▶ WORK TO BE COMPLETED: Reproduce the part of the ancient Egyptian temples text that starts at the words "In ancient Egypt, temples" and ends after the words "ancient Egyptian temples.", word for word.

▶ TEXT EXCERPT:
================
25 setembro 2018

Unreliable Suppliers Have Been A Problem Since Ancient Times

In ancient Egypt, temples were not just religious places but economic ones. Think medieval monasteries. Depending on their size, ancient Egyptian temples could own large tracts of land, be local or regional hubs of trade, and could command the labor of dozens to thousands of people. This meant that temples needed bureaucracies to keep themselves running. Bureaucracies mean scribes who could write, and the records they wrote. Which is why historians love ancient Egyptian temples.
================
▶ DATA EXTRACT:

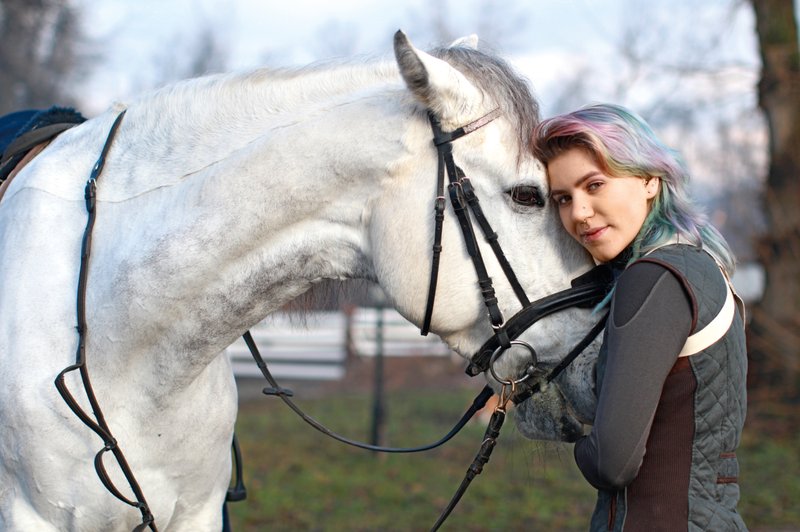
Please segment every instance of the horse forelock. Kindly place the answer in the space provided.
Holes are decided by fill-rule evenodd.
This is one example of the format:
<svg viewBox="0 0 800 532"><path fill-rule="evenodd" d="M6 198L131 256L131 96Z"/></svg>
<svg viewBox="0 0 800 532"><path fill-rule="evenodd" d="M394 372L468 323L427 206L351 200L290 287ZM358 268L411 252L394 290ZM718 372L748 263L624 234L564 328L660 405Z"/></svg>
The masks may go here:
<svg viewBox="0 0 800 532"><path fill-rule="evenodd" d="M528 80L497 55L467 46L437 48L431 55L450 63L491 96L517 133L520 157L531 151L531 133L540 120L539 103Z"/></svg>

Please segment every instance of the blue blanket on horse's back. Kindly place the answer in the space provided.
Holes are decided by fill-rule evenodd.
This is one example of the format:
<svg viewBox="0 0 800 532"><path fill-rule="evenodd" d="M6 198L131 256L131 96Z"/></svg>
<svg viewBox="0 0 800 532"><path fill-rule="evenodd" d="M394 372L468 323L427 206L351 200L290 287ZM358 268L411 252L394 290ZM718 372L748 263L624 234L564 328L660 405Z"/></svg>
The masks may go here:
================
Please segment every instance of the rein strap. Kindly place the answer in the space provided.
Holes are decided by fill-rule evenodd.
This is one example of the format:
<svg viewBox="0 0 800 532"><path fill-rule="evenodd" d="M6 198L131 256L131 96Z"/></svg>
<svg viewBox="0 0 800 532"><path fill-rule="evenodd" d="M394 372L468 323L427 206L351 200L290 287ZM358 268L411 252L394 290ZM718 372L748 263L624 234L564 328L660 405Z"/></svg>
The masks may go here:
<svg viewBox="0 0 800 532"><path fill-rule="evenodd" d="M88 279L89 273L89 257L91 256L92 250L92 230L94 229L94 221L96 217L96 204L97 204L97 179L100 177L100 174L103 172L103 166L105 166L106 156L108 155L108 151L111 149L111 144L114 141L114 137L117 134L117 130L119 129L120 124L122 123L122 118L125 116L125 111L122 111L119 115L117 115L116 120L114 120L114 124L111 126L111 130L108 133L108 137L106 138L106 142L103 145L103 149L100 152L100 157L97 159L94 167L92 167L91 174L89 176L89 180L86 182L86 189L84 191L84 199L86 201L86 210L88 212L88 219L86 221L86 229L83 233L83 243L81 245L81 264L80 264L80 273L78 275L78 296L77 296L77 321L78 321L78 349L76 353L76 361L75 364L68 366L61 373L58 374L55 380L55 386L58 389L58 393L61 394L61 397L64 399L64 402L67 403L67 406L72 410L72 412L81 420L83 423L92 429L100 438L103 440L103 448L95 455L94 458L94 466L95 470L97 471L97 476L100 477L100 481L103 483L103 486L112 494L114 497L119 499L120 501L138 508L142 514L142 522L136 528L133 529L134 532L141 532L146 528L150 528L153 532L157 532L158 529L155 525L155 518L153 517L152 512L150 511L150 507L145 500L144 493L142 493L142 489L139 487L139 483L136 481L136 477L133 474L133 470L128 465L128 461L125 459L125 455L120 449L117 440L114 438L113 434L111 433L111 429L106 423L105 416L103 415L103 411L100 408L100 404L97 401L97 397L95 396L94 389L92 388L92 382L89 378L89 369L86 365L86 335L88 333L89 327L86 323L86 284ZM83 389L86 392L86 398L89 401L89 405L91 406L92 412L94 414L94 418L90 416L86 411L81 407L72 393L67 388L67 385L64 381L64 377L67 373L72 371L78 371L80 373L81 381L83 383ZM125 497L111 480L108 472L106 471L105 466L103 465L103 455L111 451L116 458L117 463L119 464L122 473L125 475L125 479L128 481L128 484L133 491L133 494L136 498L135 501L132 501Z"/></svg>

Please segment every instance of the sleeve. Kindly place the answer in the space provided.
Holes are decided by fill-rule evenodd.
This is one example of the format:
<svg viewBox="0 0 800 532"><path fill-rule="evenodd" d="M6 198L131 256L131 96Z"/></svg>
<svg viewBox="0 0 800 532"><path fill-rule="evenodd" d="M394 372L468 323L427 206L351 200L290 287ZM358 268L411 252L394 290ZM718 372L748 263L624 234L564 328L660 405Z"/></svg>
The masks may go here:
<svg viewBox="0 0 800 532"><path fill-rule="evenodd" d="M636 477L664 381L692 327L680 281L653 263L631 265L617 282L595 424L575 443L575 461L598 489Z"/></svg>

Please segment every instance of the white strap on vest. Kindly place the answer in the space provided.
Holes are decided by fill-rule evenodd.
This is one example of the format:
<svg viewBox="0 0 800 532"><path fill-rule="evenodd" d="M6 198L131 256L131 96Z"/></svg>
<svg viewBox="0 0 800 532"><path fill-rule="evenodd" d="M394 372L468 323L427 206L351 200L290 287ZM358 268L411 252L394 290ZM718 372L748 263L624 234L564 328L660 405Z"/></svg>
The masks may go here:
================
▶ RESPONSE FOR THIS EXERCISE:
In ancient Egypt, temples were not just religious places but economic ones. Think medieval monasteries. Depending on their size, ancient Egyptian temples could own large tracts of land, be local or regional hubs of trade, and could command the labor of dozens to thousands of people. This meant that temples needed bureaucracies to keep themselves running. Bureaucracies mean scribes who could write, and the records they wrote. Which is why historians love ancient Egyptian temples.